◆ Do this: Select every line of the rows below that contains the string "tree". Case counts.

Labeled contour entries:

-- -- --

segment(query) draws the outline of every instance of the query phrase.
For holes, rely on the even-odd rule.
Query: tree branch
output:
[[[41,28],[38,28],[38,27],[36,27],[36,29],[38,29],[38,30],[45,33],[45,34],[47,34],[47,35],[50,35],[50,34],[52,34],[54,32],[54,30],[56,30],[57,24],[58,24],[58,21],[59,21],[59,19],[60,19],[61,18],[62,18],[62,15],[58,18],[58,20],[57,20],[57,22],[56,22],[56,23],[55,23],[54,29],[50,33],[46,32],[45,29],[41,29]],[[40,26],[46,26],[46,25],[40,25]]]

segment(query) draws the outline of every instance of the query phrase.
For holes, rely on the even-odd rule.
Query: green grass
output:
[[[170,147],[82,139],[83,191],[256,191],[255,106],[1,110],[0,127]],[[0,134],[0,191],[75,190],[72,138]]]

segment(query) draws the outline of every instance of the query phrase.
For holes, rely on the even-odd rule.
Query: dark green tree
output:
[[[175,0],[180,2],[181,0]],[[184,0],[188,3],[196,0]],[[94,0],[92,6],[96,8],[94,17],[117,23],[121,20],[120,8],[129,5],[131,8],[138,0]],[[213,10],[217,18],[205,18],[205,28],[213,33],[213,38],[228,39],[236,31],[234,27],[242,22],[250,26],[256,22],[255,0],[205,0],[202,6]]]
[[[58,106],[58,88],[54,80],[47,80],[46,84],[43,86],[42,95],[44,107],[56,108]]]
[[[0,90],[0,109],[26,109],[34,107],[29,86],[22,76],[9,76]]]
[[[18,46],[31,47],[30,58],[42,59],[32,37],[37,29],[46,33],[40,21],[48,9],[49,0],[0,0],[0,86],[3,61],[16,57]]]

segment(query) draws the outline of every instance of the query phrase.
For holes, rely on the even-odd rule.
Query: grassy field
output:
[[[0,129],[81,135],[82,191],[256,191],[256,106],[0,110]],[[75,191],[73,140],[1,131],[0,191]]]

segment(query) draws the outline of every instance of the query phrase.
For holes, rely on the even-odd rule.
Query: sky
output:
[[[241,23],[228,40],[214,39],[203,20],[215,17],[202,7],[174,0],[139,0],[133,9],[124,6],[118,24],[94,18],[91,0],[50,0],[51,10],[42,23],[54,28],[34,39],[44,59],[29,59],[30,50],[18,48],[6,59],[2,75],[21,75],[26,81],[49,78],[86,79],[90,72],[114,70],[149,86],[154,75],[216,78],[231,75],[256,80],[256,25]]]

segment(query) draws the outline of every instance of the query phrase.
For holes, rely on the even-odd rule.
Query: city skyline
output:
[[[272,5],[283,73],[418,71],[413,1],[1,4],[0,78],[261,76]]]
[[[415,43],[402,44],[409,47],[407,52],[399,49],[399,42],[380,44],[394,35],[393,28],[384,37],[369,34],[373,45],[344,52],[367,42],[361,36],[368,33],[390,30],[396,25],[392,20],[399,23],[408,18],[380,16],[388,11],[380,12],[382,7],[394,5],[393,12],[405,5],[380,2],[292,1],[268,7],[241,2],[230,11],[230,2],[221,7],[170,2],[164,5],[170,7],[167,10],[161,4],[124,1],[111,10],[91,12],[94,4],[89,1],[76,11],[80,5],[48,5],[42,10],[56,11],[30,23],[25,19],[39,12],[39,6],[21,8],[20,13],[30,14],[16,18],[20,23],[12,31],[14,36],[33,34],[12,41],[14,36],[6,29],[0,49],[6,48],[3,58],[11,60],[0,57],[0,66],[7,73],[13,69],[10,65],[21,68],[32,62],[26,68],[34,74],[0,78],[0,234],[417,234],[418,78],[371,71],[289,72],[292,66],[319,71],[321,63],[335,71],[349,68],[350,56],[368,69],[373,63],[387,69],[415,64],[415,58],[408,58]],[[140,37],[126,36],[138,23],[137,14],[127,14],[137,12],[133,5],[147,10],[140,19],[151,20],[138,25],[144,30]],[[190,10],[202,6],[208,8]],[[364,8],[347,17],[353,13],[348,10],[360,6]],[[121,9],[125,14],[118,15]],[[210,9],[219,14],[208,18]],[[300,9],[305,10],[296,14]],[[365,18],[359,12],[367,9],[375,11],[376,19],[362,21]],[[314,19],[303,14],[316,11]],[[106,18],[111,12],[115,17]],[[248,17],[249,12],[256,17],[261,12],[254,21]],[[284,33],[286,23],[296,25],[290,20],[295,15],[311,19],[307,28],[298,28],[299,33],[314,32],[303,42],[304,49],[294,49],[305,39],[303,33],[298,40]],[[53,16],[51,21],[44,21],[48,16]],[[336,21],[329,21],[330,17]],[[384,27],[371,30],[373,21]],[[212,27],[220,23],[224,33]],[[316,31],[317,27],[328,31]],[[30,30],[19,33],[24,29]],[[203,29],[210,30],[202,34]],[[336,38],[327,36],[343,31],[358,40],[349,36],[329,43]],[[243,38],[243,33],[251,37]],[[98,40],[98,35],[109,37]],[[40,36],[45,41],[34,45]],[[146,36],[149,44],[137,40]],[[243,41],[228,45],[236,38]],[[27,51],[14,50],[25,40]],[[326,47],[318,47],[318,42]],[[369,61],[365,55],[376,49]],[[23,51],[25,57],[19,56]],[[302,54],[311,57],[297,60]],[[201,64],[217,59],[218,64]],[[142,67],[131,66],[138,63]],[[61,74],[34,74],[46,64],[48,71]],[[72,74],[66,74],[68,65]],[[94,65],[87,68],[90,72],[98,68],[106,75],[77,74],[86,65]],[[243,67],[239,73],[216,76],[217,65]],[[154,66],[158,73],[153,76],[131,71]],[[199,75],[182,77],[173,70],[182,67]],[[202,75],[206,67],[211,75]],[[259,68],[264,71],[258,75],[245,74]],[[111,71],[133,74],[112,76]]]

-- -- --

◆ Output:
Query: tree branch
Query: dark green tree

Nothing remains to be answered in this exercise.